### What is needed
Scan the lines below for the string "target" and copy every one that has it.

### Provided records
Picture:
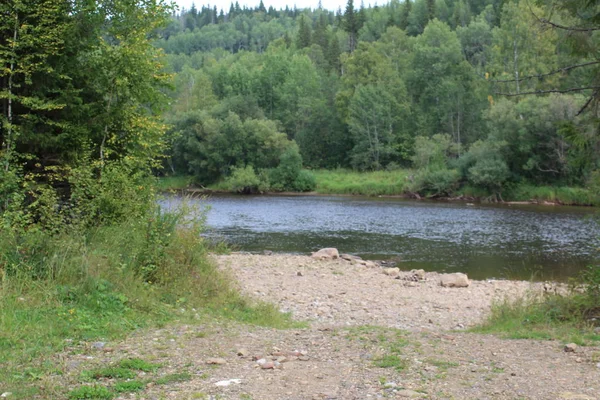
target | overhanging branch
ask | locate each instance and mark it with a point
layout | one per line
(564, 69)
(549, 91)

* * *

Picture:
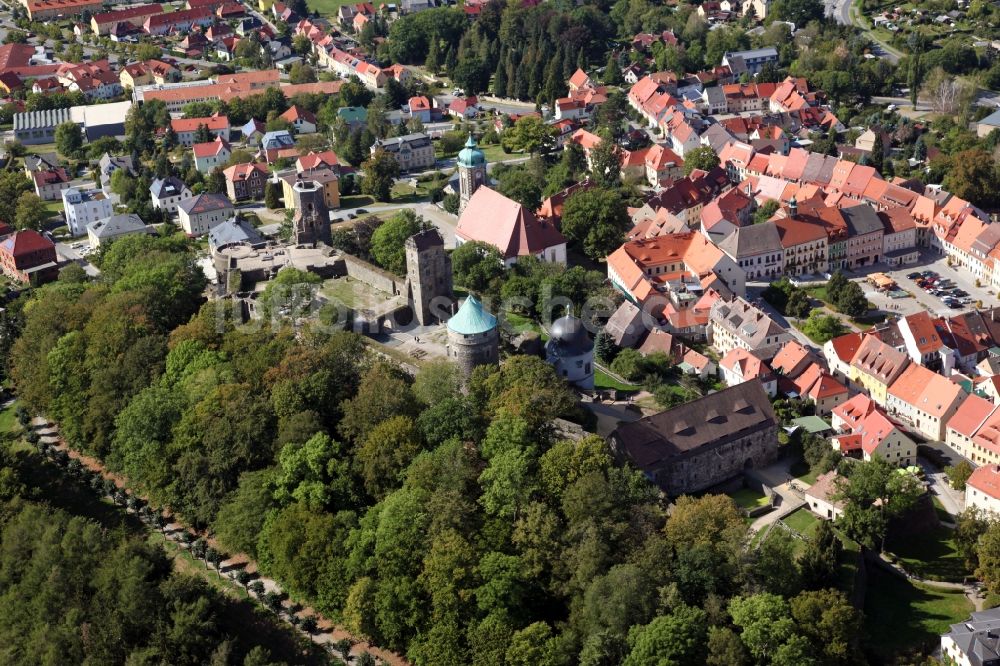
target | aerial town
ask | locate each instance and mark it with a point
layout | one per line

* * *

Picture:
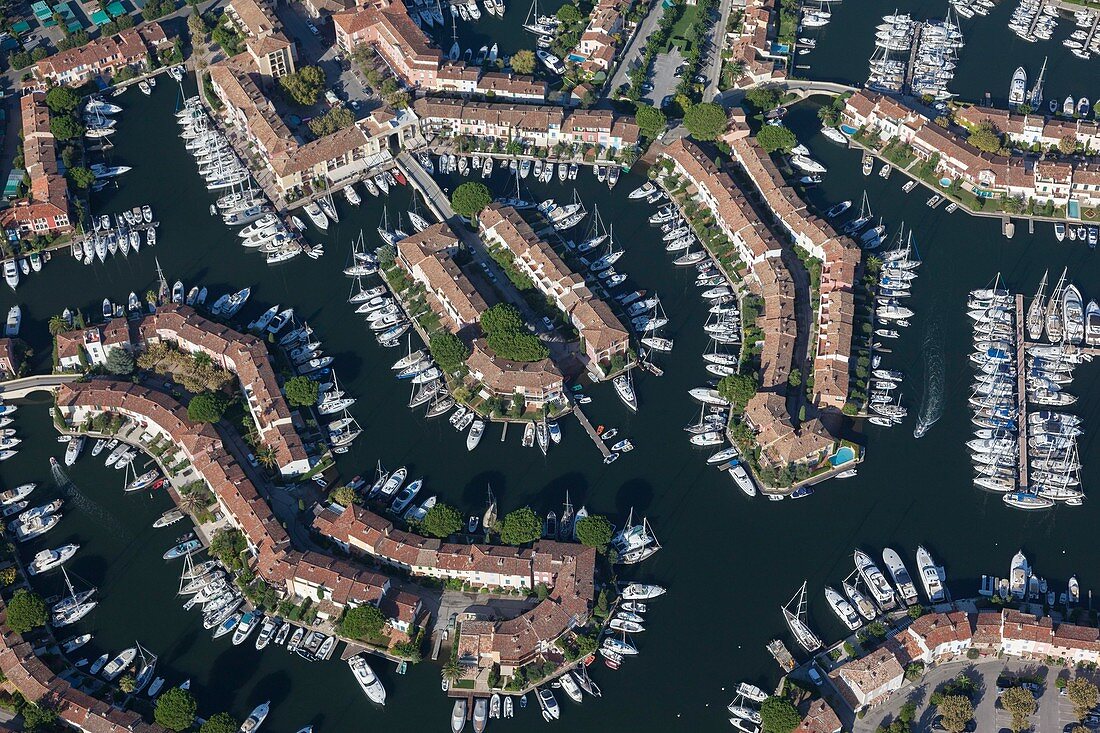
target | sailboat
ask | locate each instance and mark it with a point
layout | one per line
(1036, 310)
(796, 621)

### Exercise solution
target | overhanging branch
target | aerial town
target | sailboat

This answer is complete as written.